- **Work instructions**
In the entries below, find the line with "positive clicks: (69, 289)" and print exactly every line from there up to and including the line with "positive clicks: (35, 353) (0, 300)", with no other lines.

- **Listed entries**
-=-=-=-=-
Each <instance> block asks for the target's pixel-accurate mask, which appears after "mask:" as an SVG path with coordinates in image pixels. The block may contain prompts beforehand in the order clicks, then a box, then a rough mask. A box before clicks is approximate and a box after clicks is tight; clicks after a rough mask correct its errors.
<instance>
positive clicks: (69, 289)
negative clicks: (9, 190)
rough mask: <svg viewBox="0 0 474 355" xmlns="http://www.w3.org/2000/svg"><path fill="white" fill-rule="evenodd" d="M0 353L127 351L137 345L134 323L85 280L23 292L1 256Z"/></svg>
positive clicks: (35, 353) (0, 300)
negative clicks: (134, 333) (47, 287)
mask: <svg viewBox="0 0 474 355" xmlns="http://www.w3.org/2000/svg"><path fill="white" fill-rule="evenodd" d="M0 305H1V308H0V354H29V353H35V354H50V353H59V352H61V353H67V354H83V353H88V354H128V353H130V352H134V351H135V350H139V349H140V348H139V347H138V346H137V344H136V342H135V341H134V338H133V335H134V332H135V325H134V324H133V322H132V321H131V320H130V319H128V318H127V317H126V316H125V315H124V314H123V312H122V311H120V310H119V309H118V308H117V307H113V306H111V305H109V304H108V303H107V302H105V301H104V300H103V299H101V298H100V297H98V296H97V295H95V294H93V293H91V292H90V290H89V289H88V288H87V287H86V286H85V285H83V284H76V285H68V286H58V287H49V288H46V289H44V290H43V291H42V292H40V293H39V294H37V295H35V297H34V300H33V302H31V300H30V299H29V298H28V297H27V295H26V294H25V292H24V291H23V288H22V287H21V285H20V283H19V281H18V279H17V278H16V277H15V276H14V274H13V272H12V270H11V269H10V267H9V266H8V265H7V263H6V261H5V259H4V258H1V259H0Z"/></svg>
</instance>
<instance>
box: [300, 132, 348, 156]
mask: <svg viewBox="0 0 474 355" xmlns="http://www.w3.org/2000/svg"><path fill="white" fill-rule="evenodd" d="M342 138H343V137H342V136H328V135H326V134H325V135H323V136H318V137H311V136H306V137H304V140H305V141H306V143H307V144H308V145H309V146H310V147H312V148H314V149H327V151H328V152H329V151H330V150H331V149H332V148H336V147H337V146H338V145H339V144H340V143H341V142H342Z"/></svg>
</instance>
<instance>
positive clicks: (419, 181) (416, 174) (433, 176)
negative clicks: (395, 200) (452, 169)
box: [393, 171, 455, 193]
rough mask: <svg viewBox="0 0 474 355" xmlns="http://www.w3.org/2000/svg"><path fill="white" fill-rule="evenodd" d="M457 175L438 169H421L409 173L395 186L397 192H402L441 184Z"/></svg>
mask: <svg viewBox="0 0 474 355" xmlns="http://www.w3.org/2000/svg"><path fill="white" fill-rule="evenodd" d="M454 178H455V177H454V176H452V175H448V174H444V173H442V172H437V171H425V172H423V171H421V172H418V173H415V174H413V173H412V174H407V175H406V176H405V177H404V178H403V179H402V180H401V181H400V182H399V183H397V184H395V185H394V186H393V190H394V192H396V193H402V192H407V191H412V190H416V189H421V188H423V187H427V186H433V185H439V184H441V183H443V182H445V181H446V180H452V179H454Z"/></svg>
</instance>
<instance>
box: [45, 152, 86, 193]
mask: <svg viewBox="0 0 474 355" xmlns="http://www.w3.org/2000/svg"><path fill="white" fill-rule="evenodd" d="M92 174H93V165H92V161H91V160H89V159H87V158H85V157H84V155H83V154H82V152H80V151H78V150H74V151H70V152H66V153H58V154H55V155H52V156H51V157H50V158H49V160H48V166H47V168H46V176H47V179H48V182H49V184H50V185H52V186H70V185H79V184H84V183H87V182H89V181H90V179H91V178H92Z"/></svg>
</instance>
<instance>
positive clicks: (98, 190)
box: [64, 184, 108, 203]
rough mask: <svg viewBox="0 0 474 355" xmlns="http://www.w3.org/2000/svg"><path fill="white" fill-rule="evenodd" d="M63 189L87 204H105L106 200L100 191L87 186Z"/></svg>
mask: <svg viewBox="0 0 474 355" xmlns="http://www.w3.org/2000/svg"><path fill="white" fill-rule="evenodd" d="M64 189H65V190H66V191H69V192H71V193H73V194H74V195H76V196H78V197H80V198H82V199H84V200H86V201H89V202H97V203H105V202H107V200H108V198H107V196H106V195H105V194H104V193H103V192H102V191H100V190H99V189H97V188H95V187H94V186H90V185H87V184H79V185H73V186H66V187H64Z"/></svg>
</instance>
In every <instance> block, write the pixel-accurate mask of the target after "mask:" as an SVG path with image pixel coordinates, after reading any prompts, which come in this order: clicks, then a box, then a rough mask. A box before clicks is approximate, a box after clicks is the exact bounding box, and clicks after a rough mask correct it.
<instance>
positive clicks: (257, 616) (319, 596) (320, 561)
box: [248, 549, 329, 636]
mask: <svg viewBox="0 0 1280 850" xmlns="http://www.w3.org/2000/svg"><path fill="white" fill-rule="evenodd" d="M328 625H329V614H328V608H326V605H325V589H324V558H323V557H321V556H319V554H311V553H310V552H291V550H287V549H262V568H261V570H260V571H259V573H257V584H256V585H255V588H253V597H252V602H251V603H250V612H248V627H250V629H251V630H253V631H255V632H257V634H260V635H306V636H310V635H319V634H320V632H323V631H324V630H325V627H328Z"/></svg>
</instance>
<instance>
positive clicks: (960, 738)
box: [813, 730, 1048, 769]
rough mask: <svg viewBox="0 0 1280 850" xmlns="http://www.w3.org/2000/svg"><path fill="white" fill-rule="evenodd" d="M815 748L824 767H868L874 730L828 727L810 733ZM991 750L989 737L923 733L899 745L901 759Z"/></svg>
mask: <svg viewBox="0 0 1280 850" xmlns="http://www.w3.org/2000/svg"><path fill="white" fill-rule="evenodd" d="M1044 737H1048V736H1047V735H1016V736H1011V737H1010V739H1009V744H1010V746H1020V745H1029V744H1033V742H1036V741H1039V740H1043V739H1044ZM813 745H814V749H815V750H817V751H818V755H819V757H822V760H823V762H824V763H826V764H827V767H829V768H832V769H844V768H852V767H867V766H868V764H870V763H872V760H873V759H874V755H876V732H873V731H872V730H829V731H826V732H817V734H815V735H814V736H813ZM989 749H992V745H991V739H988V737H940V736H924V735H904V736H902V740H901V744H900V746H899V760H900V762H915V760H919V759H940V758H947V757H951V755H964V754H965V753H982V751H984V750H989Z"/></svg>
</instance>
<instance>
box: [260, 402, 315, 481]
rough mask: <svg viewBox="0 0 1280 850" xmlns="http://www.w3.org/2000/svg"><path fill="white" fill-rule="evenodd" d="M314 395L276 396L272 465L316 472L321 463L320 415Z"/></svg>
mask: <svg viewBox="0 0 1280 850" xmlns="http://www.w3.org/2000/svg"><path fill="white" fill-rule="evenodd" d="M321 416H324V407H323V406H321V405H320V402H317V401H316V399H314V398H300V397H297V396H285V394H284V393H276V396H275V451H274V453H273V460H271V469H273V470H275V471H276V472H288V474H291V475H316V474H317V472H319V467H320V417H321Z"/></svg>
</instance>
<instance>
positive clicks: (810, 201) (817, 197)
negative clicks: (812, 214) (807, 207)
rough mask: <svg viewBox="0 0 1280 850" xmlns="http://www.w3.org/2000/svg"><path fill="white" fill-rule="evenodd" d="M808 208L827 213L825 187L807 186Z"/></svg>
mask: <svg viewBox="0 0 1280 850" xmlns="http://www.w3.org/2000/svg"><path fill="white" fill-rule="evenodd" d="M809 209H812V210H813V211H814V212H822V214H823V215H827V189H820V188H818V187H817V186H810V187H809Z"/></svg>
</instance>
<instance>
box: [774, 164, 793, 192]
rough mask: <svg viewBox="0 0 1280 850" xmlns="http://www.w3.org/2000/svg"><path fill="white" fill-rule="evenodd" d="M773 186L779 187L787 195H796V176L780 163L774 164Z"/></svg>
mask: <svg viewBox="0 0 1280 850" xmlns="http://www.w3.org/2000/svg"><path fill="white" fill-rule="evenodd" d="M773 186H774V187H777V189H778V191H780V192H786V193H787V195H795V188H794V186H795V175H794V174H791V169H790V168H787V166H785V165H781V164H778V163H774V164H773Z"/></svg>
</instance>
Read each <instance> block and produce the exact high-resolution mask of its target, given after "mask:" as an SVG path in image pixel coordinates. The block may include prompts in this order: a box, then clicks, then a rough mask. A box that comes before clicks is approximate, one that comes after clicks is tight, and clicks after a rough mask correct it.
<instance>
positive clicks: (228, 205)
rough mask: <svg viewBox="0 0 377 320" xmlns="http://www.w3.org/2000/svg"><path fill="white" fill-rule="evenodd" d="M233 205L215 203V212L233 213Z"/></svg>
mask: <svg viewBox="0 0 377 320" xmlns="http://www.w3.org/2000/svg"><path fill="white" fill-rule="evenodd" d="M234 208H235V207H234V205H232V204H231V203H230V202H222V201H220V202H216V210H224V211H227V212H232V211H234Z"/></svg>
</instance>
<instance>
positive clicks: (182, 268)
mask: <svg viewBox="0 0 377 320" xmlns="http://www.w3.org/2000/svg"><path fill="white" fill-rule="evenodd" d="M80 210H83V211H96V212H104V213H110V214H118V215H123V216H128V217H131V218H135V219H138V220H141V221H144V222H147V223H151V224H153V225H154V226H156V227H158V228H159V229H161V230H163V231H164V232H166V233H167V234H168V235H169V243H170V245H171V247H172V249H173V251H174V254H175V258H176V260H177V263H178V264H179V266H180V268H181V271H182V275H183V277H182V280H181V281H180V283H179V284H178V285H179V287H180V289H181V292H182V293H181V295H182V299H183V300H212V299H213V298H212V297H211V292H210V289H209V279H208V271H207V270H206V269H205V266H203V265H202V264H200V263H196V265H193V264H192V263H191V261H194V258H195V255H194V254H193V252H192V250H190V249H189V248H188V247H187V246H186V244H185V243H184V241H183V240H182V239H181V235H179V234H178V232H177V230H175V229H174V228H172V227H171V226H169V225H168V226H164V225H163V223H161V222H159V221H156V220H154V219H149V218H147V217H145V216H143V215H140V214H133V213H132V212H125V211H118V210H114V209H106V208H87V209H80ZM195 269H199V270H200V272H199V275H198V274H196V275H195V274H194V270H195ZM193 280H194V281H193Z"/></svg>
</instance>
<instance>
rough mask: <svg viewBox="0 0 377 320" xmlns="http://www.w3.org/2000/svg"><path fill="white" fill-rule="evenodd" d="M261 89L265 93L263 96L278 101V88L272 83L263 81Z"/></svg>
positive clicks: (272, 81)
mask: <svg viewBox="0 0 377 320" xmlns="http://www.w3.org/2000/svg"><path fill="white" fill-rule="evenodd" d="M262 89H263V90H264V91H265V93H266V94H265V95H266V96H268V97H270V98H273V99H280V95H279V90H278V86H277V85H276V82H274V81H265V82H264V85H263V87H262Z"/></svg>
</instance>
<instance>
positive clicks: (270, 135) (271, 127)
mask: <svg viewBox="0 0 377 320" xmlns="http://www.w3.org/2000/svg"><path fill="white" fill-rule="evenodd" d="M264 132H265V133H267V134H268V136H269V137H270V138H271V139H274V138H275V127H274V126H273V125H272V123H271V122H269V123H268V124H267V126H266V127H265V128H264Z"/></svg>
-=-=-=-=-
- **Exercise output**
positive clicks: (69, 289)
negative clicks: (9, 190)
rough mask: <svg viewBox="0 0 474 355" xmlns="http://www.w3.org/2000/svg"><path fill="white" fill-rule="evenodd" d="M0 353L127 351L137 345L134 323L85 280L23 292L1 256Z"/></svg>
positive clicks: (35, 353) (0, 300)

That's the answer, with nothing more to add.